____ 발췌 본문
Pearson Correlation Heatmap
let us generate some correlation plots of the features to see how related one feature is to the next. To do so, we will utilise the Seaborn plotting package which allows us to plot heatmaps very conveniently as follows
colormap = plt.cm.RdBu
plt.figure(figsize=(14,12))
plt.title('Pearson Correlation of Features', y=1.05, size=15)
sns.heatmap(train.astype(float).corr(),linewidths=0.1,vmax=1.0,
square=True, cmap=colormap, linecolor='white', annot=True)

- heatmap으로 각 데이터 features 사이의 상관관계를 표현
- vmin과 vmax를 이용하여 색으로 표현하는값의 최솟값,최댓값을 정해줄수 있음 (출처 : https://dsbook.tistory.com/51)
- astype을 이용하여 문자열을 숫자형으로 형 변환
- .corr()을 통해 사용할 데이터의 상관계수를 가져옴 (출처 : https://hong-yp-ml-records.tistory.com/33)
Takeaway from the Plots
One thing that that the Pearson Correlation plot can tell us is that there are not too many features strongly correlated with one another. This is good from a point of view of feeding these features into your learning model because this means that there isn't much redundant or superfluous data in our training set and we are happy that each feature carries with it some unique information. Here are two most correlated features are that of Family size and Parch (Parents and Children). I'll still leave both features in for the purposes of this exercise.
________
____ 제공 자료
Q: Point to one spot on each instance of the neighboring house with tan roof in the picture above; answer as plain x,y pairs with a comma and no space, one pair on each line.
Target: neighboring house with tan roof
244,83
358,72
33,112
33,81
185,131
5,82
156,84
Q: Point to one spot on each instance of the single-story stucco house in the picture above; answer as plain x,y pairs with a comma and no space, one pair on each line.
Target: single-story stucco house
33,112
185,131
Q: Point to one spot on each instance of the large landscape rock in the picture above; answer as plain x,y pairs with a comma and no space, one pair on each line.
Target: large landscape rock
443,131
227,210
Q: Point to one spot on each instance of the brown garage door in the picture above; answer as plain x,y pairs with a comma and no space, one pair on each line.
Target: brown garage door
________
과제 개요 A: 피어슨 상관관계 히트맵 본문에서 서로 가장 상관관계가 높다고 밝힌 두 특성은 무엇입니까?
과제 개요 B: 피어슨 상관관계 히트맵 본문 가운데 "Pearson Correlation Heatmap" 문구가 들어간 곳에서 시작해 "Features', y=1.05, size=15)" 문구로 끝나는 부분을 그대로 옮겨 적으세요.
레코드는 본문과 따로 떨어진 별개의 자료입니다.

풀이 결과 A: Family size와 Parch (Parents and Children)입니다.

풀이 결과 B:
Pearson Correlation Heatmap
let us generate some correlation plots of the features to see how related one feature is to the next. To do so, we will utilise the Seaborn plotting package which allows us to plot heatmaps very conveniently as follows
colormap = plt.cm.RdBu
plt.figure(figsize=(14,12))
plt.title('Pearson Correlation of Features', y=1.05, size=15)